- **WHAT THE EXERCISE ASKS**
Change every "positive clicks" in the items below to "foreground clicks" and reproduce the lines with nothing else altered. Omit the pictures.

===== DATA PROVIDED

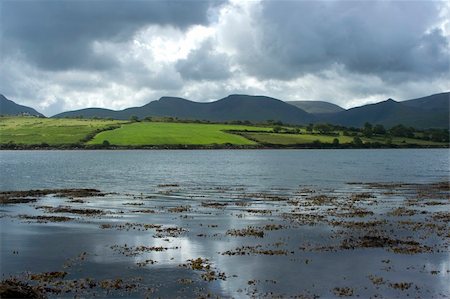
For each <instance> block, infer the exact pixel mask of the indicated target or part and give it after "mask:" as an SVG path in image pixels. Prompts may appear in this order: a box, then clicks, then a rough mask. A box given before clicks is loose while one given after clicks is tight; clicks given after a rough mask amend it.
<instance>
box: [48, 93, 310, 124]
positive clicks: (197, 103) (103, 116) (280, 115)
mask: <svg viewBox="0 0 450 299" xmlns="http://www.w3.org/2000/svg"><path fill="white" fill-rule="evenodd" d="M133 115H134V116H137V117H139V118H141V119H142V118H145V117H147V116H166V117H178V118H180V119H191V120H208V121H213V122H224V121H234V120H241V121H245V120H248V121H252V122H265V121H267V120H274V121H282V122H284V123H290V124H305V123H308V122H311V121H313V120H314V119H315V117H314V116H313V115H311V114H309V113H307V112H305V111H303V110H302V109H300V108H298V107H295V106H292V105H289V104H287V103H285V102H283V101H280V100H277V99H274V98H270V97H265V96H248V95H230V96H227V97H225V98H223V99H220V100H217V101H214V102H209V103H199V102H192V101H189V100H186V99H183V98H176V97H162V98H160V99H159V100H157V101H153V102H150V103H148V104H146V105H144V106H141V107H133V108H127V109H124V110H120V111H114V110H108V109H101V108H89V109H82V110H76V111H69V112H63V113H60V114H57V115H55V116H53V117H55V118H62V117H77V116H83V117H90V118H92V117H102V118H114V119H122V120H125V119H130V117H131V116H133Z"/></svg>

==========

- **WRITTEN RESPONSE**
For each <instance> block, infer the exact pixel mask of the indicated target or part and give it after "mask:" as an SVG path in image pixels. Prompts may appear in this order: a box, then clicks, then a rough mask. A box given before clicks is loose while one given after clicks is tight; clicks given after a rough mask amend it.
<instance>
box: [48, 93, 310, 124]
foreground clicks: (197, 103) (103, 116) (280, 115)
mask: <svg viewBox="0 0 450 299" xmlns="http://www.w3.org/2000/svg"><path fill="white" fill-rule="evenodd" d="M133 115H134V116H137V117H139V118H141V119H142V118H145V117H147V116H166V117H178V118H180V119H191V120H208V121H213V122H224V121H234V120H241V121H245V120H248V121H252V122H265V121H267V120H274V121H282V122H284V123H290V124H305V123H308V122H311V121H313V120H314V119H315V117H314V116H313V115H311V114H309V113H307V112H305V111H303V110H302V109H300V108H298V107H295V106H292V105H289V104H287V103H285V102H283V101H280V100H277V99H274V98H270V97H265V96H248V95H230V96H227V97H225V98H223V99H220V100H217V101H214V102H209V103H199V102H192V101H189V100H186V99H183V98H176V97H162V98H160V99H159V100H157V101H153V102H150V103H148V104H146V105H144V106H141V107H133V108H127V109H124V110H120V111H114V110H108V109H101V108H89V109H82V110H76V111H69V112H63V113H60V114H57V115H55V116H53V117H55V118H62V117H77V116H83V117H90V118H92V117H102V118H114V119H122V120H125V119H130V117H131V116H133Z"/></svg>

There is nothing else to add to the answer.